Extracted records
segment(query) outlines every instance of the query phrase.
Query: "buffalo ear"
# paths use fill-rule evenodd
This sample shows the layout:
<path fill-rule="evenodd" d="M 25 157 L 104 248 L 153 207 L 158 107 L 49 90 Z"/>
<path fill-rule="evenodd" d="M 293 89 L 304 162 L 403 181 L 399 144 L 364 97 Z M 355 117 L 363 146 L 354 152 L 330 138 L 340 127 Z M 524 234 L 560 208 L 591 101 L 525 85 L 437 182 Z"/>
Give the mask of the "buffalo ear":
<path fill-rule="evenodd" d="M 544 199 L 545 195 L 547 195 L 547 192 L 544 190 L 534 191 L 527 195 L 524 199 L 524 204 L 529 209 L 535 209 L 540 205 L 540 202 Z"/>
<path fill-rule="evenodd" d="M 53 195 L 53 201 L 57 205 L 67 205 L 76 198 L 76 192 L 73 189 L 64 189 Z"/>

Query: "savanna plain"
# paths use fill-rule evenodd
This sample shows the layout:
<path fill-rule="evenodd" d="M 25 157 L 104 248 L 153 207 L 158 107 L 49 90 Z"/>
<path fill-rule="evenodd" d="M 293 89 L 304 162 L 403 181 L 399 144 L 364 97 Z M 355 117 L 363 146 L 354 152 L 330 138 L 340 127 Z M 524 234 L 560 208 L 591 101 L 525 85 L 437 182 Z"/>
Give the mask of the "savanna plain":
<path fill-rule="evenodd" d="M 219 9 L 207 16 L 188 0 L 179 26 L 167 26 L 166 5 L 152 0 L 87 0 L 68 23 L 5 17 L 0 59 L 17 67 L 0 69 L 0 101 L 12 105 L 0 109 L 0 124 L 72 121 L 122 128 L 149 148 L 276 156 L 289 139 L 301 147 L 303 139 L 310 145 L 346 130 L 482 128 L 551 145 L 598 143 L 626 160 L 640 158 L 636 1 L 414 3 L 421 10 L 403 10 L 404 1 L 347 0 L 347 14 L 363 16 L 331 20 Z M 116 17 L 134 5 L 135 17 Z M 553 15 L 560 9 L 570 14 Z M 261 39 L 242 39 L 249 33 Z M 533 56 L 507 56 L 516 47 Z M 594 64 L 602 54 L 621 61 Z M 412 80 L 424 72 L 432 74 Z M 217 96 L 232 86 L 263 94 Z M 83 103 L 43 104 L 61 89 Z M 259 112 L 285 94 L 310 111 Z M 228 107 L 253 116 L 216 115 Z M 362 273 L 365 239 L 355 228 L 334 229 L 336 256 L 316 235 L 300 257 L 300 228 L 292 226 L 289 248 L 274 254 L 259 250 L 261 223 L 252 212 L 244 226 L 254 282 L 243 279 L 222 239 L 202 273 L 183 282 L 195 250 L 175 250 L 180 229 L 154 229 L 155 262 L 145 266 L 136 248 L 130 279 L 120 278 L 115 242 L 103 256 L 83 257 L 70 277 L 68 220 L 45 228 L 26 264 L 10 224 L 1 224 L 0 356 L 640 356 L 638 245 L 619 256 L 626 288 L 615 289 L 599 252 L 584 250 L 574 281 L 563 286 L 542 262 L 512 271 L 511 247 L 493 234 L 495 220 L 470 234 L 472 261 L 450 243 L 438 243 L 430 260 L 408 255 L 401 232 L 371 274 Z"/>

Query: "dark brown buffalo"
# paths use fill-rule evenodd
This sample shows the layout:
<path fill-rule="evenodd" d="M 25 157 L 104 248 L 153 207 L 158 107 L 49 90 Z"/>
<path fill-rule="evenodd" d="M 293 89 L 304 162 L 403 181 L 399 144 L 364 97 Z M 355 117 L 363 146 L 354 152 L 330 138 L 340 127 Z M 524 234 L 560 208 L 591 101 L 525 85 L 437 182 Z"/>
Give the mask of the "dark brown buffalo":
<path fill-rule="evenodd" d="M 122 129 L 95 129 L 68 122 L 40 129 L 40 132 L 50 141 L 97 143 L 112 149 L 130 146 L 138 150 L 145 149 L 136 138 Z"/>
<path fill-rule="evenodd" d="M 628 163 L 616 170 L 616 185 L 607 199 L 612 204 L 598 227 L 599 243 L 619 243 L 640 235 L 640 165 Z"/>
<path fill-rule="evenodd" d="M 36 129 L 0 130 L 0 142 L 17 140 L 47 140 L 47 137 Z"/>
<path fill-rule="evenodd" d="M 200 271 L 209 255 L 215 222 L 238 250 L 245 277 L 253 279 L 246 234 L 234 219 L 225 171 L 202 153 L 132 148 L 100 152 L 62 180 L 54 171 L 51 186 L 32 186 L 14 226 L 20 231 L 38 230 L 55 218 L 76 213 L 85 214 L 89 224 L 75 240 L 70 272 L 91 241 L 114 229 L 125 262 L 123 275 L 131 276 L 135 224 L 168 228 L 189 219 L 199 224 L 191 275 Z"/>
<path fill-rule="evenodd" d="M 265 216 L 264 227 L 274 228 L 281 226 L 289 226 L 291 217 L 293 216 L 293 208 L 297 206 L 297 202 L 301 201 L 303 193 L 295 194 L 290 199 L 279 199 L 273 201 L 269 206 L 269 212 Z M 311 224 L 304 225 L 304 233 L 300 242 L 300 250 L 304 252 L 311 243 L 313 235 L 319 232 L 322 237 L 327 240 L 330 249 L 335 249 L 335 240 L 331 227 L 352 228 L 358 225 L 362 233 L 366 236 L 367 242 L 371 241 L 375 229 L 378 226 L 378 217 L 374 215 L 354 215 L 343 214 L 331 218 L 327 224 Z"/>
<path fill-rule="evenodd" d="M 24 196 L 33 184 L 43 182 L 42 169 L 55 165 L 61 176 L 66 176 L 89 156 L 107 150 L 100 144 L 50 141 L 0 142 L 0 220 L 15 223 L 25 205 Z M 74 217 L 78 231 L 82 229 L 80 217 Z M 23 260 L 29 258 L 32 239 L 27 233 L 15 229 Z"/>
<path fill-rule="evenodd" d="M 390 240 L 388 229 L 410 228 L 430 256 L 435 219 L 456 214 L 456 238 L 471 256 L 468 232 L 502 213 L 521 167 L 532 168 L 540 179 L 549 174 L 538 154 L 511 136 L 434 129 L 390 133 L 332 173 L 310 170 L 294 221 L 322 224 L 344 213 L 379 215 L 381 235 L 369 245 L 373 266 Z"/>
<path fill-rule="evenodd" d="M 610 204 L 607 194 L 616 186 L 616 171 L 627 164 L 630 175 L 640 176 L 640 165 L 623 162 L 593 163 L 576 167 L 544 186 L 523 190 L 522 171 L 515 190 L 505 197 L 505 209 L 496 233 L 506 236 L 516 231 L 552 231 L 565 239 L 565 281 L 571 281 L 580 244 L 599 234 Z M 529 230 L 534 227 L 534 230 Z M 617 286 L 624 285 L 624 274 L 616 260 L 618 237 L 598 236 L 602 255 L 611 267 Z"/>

*Problem*. In full and without error, retype the entries above.

*Answer section*.
segment(query) outlines every instance of the query phrase.
Query: "buffalo ear"
# paths use fill-rule evenodd
This sample shows the layout:
<path fill-rule="evenodd" d="M 25 157 L 104 248 L 153 207 L 158 107 L 49 90 Z"/>
<path fill-rule="evenodd" d="M 293 89 L 304 162 L 403 181 L 399 144 L 364 97 Z M 355 117 L 363 146 L 354 152 L 330 138 L 340 127 Z M 524 234 L 560 208 L 591 101 L 525 85 L 437 182 Z"/>
Give the mask of the "buffalo ear":
<path fill-rule="evenodd" d="M 544 199 L 545 195 L 547 195 L 547 192 L 544 190 L 534 191 L 527 195 L 524 199 L 524 204 L 529 209 L 535 209 L 540 205 L 540 202 Z"/>
<path fill-rule="evenodd" d="M 53 195 L 53 201 L 57 205 L 67 205 L 76 198 L 76 192 L 73 189 L 64 189 Z"/>

Query: "savanna plain"
# paths use fill-rule evenodd
This sample shows the layout:
<path fill-rule="evenodd" d="M 25 157 L 104 248 L 153 207 L 158 107 L 49 90 Z"/>
<path fill-rule="evenodd" d="M 293 89 L 304 162 L 403 181 L 399 144 L 364 97 Z M 355 117 L 363 146 L 354 152 L 330 138 L 340 127 Z M 524 234 L 560 208 L 591 101 L 525 85 L 437 182 Z"/>
Give the mask of the "savanna plain":
<path fill-rule="evenodd" d="M 219 9 L 207 16 L 188 0 L 179 26 L 167 26 L 166 5 L 152 0 L 87 0 L 68 23 L 5 17 L 0 59 L 17 67 L 0 69 L 0 101 L 12 105 L 0 109 L 0 124 L 72 121 L 122 128 L 149 148 L 276 156 L 289 139 L 301 147 L 303 139 L 310 145 L 346 130 L 482 128 L 551 145 L 598 143 L 626 160 L 640 158 L 636 1 L 414 3 L 421 10 L 403 10 L 404 1 L 347 0 L 347 14 L 363 16 L 331 20 Z M 116 17 L 134 5 L 135 17 Z M 553 15 L 560 9 L 570 14 Z M 261 39 L 242 39 L 249 33 Z M 533 56 L 507 56 L 516 47 Z M 594 64 L 602 54 L 621 61 Z M 412 80 L 424 72 L 432 74 Z M 217 96 L 232 86 L 263 94 Z M 83 103 L 43 104 L 61 89 Z M 259 112 L 285 94 L 310 111 Z M 228 107 L 253 116 L 216 115 Z M 362 273 L 365 239 L 355 228 L 334 229 L 336 256 L 316 235 L 300 257 L 300 228 L 292 226 L 289 248 L 274 254 L 259 250 L 261 223 L 252 212 L 244 226 L 254 282 L 243 279 L 222 239 L 202 273 L 183 282 L 195 250 L 175 250 L 180 229 L 154 229 L 155 262 L 145 266 L 136 248 L 130 279 L 120 278 L 115 242 L 103 256 L 83 257 L 70 277 L 68 220 L 45 228 L 26 264 L 10 224 L 1 224 L 0 356 L 640 356 L 638 245 L 619 256 L 626 288 L 615 289 L 599 252 L 584 250 L 574 281 L 563 286 L 542 262 L 512 271 L 511 247 L 493 234 L 495 220 L 470 234 L 472 261 L 450 243 L 438 243 L 430 260 L 408 255 L 401 232 L 371 274 Z"/>

Query: "dark brown buffalo"
# paths use fill-rule evenodd
This sample shows the layout:
<path fill-rule="evenodd" d="M 25 157 L 104 248 L 153 207 L 158 107 L 49 90 Z"/>
<path fill-rule="evenodd" d="M 293 89 L 304 162 L 403 181 L 399 144 L 364 97 Z M 355 117 L 363 146 L 354 152 L 330 138 L 340 127 Z M 524 234 L 560 208 L 591 101 L 525 85 L 437 182 Z"/>
Give the mask of the "dark brown buffalo":
<path fill-rule="evenodd" d="M 122 129 L 95 129 L 68 122 L 40 129 L 40 132 L 50 141 L 97 143 L 112 149 L 130 146 L 138 150 L 145 149 L 136 138 Z"/>
<path fill-rule="evenodd" d="M 628 163 L 616 170 L 616 185 L 607 199 L 612 204 L 598 227 L 599 243 L 619 243 L 640 235 L 640 165 Z"/>
<path fill-rule="evenodd" d="M 36 129 L 0 130 L 0 142 L 17 140 L 47 140 L 47 137 Z"/>
<path fill-rule="evenodd" d="M 200 271 L 209 255 L 215 222 L 238 250 L 245 277 L 253 279 L 246 234 L 234 219 L 225 171 L 202 153 L 132 148 L 100 152 L 62 180 L 54 171 L 51 186 L 32 186 L 14 226 L 20 231 L 38 230 L 55 218 L 76 213 L 85 214 L 89 224 L 75 240 L 70 272 L 91 241 L 114 229 L 125 262 L 123 275 L 131 276 L 135 224 L 168 228 L 189 219 L 199 224 L 191 275 Z"/>
<path fill-rule="evenodd" d="M 265 216 L 264 227 L 274 228 L 281 226 L 289 226 L 291 217 L 293 216 L 293 208 L 297 206 L 297 202 L 301 201 L 303 193 L 295 194 L 290 199 L 279 199 L 273 201 L 269 206 L 269 212 Z M 311 224 L 304 225 L 304 233 L 300 242 L 300 250 L 304 252 L 311 243 L 313 235 L 319 232 L 322 237 L 327 240 L 330 249 L 335 249 L 335 240 L 331 227 L 352 228 L 358 225 L 362 233 L 366 236 L 367 242 L 371 241 L 375 229 L 378 226 L 378 217 L 374 215 L 354 215 L 343 214 L 331 218 L 327 224 Z"/>
<path fill-rule="evenodd" d="M 24 196 L 33 184 L 43 182 L 42 169 L 55 165 L 61 176 L 66 176 L 89 156 L 107 150 L 100 144 L 50 141 L 0 142 L 0 220 L 15 223 L 25 205 Z M 74 217 L 78 231 L 82 229 L 80 217 Z M 23 260 L 29 258 L 32 239 L 27 233 L 15 229 Z"/>
<path fill-rule="evenodd" d="M 390 240 L 388 229 L 410 228 L 430 256 L 435 219 L 456 214 L 456 238 L 471 256 L 468 232 L 502 213 L 521 167 L 532 168 L 540 179 L 549 174 L 538 154 L 511 136 L 434 129 L 390 133 L 332 173 L 310 170 L 294 221 L 322 224 L 344 213 L 379 215 L 381 235 L 369 245 L 373 266 Z"/>
<path fill-rule="evenodd" d="M 610 204 L 607 194 L 616 186 L 616 171 L 627 164 L 630 175 L 640 176 L 640 165 L 623 162 L 593 163 L 576 167 L 544 186 L 523 190 L 522 171 L 515 190 L 505 197 L 505 209 L 496 233 L 506 236 L 516 231 L 552 231 L 565 239 L 565 281 L 571 281 L 580 244 L 599 234 Z M 529 230 L 534 227 L 534 230 Z M 617 286 L 624 285 L 624 274 L 616 260 L 618 237 L 598 236 L 602 255 L 611 267 Z"/>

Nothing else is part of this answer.